**A block of data**
┏━━

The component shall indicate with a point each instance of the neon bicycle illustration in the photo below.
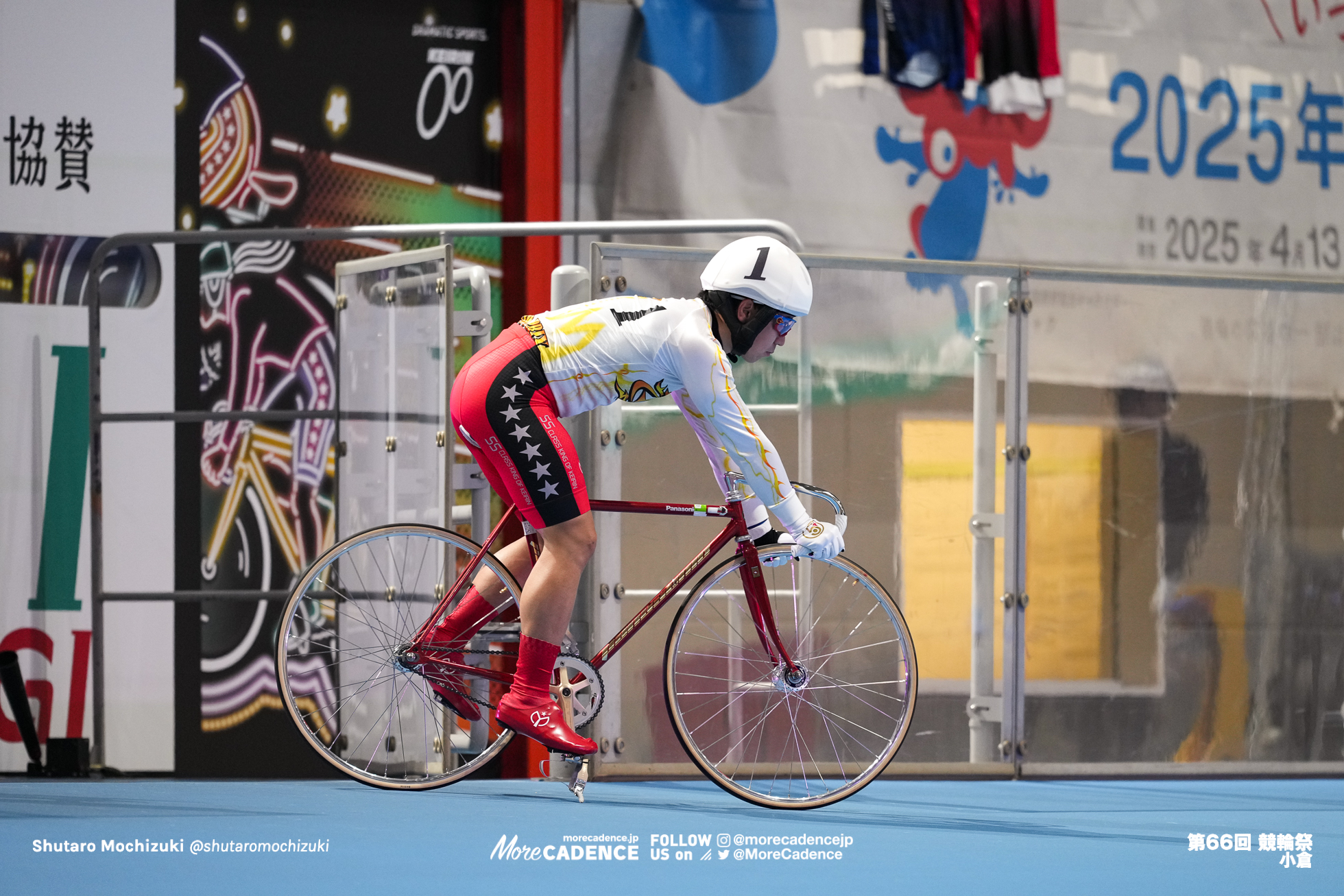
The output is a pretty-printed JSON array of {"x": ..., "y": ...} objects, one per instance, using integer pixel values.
[{"x": 789, "y": 681}]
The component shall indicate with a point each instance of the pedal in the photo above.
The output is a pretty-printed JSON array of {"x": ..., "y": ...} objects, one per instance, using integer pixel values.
[{"x": 578, "y": 781}]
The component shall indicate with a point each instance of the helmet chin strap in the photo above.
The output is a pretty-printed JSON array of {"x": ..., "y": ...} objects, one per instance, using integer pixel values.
[{"x": 743, "y": 333}]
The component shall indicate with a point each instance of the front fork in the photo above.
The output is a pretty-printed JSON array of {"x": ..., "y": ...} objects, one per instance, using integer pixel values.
[{"x": 753, "y": 583}]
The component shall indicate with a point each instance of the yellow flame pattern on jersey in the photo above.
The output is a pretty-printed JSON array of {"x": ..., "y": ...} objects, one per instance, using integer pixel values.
[{"x": 573, "y": 332}]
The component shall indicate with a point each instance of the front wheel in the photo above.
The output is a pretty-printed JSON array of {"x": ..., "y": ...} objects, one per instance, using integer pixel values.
[{"x": 791, "y": 740}]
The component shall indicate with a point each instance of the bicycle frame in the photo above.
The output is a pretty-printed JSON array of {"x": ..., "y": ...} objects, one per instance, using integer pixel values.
[{"x": 758, "y": 603}]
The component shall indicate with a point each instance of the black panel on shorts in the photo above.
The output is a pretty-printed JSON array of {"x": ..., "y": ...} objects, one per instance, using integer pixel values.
[{"x": 508, "y": 407}]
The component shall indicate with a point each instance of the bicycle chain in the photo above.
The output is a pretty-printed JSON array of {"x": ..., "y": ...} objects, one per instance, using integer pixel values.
[
  {"x": 487, "y": 703},
  {"x": 467, "y": 697}
]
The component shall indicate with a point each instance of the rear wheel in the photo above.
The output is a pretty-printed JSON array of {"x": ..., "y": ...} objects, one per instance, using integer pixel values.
[
  {"x": 791, "y": 740},
  {"x": 343, "y": 675}
]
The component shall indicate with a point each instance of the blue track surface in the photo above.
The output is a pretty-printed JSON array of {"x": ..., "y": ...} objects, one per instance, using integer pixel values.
[{"x": 907, "y": 837}]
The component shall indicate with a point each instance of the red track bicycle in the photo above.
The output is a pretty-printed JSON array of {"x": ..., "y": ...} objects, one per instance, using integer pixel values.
[{"x": 791, "y": 683}]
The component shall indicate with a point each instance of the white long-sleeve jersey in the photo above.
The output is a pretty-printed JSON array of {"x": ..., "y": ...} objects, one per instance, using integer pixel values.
[{"x": 632, "y": 348}]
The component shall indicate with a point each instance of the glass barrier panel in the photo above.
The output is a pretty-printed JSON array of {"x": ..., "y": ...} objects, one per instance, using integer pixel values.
[
  {"x": 393, "y": 397},
  {"x": 890, "y": 411},
  {"x": 1190, "y": 610}
]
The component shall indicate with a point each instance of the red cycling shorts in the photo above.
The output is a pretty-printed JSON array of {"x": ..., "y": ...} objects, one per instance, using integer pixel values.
[{"x": 504, "y": 410}]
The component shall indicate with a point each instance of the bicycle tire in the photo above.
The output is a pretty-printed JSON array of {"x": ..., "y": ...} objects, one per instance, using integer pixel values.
[
  {"x": 336, "y": 660},
  {"x": 840, "y": 727}
]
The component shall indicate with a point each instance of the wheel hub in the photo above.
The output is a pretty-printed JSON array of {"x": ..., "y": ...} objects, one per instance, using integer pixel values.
[{"x": 789, "y": 680}]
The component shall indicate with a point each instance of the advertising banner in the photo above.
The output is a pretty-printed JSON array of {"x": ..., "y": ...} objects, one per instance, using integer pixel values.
[
  {"x": 313, "y": 114},
  {"x": 86, "y": 121},
  {"x": 1199, "y": 137}
]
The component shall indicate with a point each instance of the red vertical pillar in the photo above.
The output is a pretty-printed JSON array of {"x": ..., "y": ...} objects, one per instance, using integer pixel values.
[{"x": 533, "y": 36}]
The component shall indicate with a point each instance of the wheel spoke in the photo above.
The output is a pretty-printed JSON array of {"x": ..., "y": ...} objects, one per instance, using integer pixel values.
[
  {"x": 350, "y": 614},
  {"x": 772, "y": 743}
]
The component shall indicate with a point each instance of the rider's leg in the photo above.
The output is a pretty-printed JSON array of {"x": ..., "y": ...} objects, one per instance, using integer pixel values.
[
  {"x": 549, "y": 593},
  {"x": 547, "y": 603},
  {"x": 480, "y": 602}
]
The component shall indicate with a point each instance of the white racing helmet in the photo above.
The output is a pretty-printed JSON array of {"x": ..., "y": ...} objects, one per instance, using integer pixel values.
[{"x": 764, "y": 270}]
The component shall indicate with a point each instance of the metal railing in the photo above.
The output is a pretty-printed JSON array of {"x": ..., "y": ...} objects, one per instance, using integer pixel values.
[{"x": 1007, "y": 708}]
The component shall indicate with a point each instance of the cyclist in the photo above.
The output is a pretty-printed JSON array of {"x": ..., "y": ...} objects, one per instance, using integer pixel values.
[{"x": 507, "y": 406}]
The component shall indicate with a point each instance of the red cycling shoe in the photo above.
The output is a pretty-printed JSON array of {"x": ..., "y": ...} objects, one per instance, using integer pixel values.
[
  {"x": 543, "y": 722},
  {"x": 449, "y": 686}
]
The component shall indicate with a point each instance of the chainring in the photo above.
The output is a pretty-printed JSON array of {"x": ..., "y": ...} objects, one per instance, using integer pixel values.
[{"x": 589, "y": 694}]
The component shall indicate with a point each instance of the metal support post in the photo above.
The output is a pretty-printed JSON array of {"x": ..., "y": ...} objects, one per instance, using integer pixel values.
[
  {"x": 449, "y": 374},
  {"x": 984, "y": 708},
  {"x": 1016, "y": 453},
  {"x": 481, "y": 324},
  {"x": 603, "y": 589}
]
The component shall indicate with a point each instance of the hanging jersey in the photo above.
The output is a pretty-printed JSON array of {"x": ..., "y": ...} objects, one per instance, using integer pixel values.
[{"x": 632, "y": 348}]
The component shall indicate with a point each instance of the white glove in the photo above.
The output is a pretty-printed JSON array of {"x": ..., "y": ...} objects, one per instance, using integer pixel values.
[{"x": 819, "y": 540}]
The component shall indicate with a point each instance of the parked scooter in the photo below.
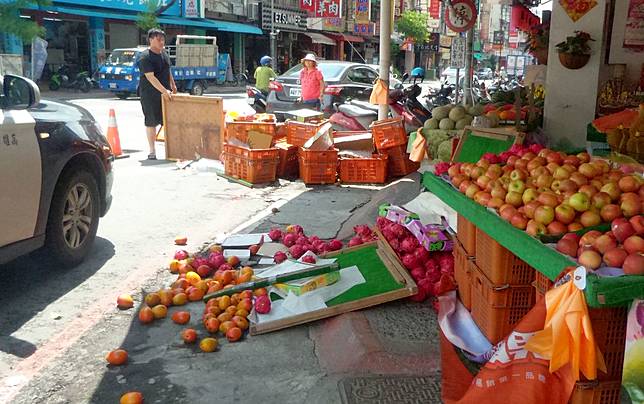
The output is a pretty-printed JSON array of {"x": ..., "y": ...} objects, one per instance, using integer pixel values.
[
  {"x": 61, "y": 79},
  {"x": 256, "y": 99}
]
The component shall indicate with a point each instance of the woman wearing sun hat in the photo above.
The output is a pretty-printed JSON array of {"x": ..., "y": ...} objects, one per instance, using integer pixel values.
[{"x": 312, "y": 82}]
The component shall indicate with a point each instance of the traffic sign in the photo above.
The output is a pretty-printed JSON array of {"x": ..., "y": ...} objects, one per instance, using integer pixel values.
[{"x": 457, "y": 53}]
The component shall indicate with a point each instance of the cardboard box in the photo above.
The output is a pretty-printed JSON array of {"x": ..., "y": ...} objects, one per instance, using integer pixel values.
[
  {"x": 302, "y": 286},
  {"x": 362, "y": 142},
  {"x": 304, "y": 115},
  {"x": 322, "y": 140},
  {"x": 259, "y": 140}
]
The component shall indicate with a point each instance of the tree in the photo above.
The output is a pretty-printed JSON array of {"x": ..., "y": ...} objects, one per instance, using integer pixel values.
[
  {"x": 148, "y": 19},
  {"x": 413, "y": 24},
  {"x": 12, "y": 23}
]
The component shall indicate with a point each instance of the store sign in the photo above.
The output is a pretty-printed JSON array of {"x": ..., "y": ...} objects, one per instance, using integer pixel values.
[
  {"x": 368, "y": 29},
  {"x": 130, "y": 5},
  {"x": 283, "y": 19},
  {"x": 192, "y": 9},
  {"x": 363, "y": 11},
  {"x": 328, "y": 8}
]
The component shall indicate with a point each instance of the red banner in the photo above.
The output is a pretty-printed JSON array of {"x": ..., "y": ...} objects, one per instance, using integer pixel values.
[
  {"x": 307, "y": 5},
  {"x": 328, "y": 8},
  {"x": 434, "y": 9}
]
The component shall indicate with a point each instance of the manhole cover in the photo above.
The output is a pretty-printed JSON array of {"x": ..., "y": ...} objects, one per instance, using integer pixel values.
[{"x": 390, "y": 389}]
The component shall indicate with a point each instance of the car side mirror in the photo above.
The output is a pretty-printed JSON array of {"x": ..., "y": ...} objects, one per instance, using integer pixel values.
[{"x": 20, "y": 92}]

┗━━

**Requirements**
Replace "pretty-printed" with "indented" throughout the stretch from the line containing "cover in the photo above." through the end of the items, and write out only that stretch with everything else unchanged.

**Complete answer**
The component shall indicate with a point each instance of the manhole cover in the photo above.
The output is a indented JSON array of {"x": ..., "y": ...} objects, one per instance, using integer pixel values.
[{"x": 390, "y": 389}]
The component shall indicate with a point each instance of the car side mirror in the photo above.
The output is a indented JSON array of {"x": ..., "y": ...} objects, one per instance, using integer pixel values.
[{"x": 20, "y": 92}]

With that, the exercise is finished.